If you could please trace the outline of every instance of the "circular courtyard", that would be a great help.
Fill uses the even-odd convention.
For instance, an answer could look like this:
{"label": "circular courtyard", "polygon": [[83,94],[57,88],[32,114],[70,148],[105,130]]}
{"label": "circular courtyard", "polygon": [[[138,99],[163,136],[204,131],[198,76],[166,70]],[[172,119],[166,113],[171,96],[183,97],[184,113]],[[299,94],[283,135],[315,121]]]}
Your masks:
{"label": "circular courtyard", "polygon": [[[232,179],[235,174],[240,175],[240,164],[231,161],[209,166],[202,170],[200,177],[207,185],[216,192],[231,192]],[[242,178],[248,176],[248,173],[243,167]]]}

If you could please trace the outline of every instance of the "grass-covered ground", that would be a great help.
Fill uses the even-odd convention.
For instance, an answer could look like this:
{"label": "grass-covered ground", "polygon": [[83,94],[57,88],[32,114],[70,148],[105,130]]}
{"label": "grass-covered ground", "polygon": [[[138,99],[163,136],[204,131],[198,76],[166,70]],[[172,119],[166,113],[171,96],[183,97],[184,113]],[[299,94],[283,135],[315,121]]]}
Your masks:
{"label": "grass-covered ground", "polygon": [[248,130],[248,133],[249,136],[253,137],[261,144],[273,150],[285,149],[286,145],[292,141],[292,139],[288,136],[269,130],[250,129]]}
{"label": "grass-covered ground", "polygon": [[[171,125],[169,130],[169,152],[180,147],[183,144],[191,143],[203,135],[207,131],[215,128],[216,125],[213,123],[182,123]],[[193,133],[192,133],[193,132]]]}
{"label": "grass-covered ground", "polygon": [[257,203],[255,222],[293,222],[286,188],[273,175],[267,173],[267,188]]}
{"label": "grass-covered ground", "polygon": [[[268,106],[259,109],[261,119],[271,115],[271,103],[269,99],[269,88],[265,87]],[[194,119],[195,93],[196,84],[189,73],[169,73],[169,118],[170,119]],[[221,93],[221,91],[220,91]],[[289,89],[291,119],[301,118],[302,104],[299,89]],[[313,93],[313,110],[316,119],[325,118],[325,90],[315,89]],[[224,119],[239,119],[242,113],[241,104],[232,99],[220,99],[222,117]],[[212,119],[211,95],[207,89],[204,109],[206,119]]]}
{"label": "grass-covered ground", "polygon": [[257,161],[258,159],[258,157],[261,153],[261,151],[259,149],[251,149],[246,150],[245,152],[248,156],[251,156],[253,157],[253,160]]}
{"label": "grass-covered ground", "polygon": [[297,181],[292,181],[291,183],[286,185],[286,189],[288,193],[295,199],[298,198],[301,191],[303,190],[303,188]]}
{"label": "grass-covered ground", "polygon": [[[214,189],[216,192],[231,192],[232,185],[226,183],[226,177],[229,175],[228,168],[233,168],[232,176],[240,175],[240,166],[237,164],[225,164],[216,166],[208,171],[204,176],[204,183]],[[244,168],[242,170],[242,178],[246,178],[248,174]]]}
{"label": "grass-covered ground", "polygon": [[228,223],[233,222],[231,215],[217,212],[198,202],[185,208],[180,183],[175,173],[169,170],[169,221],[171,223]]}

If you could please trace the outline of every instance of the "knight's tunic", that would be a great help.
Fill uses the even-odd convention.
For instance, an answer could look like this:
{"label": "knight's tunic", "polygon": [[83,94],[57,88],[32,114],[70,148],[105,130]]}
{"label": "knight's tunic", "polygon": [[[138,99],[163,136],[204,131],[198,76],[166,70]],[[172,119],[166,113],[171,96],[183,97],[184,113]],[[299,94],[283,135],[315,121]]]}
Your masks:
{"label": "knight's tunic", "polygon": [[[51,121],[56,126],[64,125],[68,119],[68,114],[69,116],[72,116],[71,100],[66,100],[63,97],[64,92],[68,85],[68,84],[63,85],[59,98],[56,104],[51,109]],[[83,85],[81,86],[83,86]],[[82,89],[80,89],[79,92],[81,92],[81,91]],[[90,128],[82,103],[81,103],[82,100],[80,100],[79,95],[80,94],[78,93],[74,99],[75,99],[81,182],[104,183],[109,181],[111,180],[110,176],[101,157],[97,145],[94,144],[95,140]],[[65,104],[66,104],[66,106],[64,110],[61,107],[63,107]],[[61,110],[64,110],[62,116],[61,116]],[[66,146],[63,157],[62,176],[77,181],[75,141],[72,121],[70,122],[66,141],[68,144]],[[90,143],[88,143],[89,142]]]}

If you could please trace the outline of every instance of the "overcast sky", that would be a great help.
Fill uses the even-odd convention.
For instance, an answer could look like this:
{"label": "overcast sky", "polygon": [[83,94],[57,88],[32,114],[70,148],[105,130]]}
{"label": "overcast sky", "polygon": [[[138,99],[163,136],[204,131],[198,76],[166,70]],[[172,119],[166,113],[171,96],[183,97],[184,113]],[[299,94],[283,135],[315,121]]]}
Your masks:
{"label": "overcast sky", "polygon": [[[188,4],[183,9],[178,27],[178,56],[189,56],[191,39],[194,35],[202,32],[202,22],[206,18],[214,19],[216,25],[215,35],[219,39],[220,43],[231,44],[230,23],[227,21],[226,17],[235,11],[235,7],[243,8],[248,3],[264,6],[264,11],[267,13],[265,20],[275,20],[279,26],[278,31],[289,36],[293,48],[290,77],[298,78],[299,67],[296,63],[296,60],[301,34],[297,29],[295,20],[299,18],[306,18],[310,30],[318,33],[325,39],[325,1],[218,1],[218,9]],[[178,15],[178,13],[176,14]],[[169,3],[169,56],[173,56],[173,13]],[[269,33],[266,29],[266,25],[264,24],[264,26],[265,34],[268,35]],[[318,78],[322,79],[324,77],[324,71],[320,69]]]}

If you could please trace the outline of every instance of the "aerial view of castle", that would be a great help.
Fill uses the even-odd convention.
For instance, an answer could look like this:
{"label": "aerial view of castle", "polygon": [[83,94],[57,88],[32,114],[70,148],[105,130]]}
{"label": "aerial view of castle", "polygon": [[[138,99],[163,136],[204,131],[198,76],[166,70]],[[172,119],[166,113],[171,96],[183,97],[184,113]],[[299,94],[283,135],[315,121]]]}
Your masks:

**PROBLEM TO WORK ON:**
Find every line in the entries above that contains the string "aerial" and copy each of those lines in full. Case counts, so match only that exact capitalization.

**RESULT:**
If you could please trace the outline of every instance of the "aerial view of castle", that would be a great help.
{"label": "aerial view of castle", "polygon": [[83,94],[57,88],[32,114],[70,148],[105,130]]}
{"label": "aerial view of castle", "polygon": [[[138,99],[163,136],[204,131],[198,76],[166,70]],[[172,119],[166,113],[171,96],[183,97],[184,113]],[[299,94],[283,135],[315,121]]]}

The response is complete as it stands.